(Stored data)
····················

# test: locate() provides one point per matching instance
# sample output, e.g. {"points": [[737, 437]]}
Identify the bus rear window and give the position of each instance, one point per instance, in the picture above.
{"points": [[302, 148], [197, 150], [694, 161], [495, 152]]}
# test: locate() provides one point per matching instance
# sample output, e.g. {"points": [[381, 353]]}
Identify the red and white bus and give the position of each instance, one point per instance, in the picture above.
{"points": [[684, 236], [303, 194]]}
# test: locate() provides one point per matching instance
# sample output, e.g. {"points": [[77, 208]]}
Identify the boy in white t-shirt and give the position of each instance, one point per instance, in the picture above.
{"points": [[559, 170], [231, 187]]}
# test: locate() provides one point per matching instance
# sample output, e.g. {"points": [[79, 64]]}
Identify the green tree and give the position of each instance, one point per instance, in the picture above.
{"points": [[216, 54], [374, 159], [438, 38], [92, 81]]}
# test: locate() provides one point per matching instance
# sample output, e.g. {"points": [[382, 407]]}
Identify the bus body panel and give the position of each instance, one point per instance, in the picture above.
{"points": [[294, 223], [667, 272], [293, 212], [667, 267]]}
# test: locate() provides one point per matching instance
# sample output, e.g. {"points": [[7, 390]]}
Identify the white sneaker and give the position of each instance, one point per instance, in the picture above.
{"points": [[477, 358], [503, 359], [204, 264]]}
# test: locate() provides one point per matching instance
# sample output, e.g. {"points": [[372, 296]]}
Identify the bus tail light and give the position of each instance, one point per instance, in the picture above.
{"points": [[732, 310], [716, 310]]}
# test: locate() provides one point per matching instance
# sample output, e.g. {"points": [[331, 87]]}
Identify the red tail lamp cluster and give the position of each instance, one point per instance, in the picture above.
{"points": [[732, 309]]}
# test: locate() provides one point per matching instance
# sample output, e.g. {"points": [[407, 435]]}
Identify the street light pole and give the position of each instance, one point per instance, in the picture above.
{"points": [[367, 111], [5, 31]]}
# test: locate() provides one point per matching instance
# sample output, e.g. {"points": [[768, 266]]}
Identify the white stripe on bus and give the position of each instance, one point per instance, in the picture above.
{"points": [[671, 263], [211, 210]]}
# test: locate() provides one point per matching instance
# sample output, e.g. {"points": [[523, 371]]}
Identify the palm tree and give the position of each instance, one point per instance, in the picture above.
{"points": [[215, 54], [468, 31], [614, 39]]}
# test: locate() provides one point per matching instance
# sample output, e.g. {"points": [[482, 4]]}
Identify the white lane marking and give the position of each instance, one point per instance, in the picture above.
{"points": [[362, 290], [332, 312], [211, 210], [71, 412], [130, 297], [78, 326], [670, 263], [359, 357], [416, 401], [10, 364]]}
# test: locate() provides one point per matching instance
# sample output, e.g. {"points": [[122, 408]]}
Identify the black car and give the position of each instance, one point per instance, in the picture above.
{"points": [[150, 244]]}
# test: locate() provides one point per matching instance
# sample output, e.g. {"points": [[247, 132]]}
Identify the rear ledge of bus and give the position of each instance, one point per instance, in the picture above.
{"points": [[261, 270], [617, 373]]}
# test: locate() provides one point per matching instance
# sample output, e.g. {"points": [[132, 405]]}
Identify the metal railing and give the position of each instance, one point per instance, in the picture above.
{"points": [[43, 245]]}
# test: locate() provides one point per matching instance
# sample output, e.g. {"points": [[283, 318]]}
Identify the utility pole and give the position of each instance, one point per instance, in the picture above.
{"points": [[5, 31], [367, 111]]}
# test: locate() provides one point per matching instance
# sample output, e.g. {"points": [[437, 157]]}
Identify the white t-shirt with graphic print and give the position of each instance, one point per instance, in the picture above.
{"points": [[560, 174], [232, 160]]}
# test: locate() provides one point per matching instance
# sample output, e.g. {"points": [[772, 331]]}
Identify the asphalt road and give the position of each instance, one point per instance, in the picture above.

····················

◆ What you have to do
Gather every line in the listing that contains the string "rear", matching case exactly.

◆ Full solution
Identify the bus rear window and give the position of each instance, one point per instance, in the picture above.
Identify the rear ledge of bus and give the position of each instance, one point per instance, in the picture above.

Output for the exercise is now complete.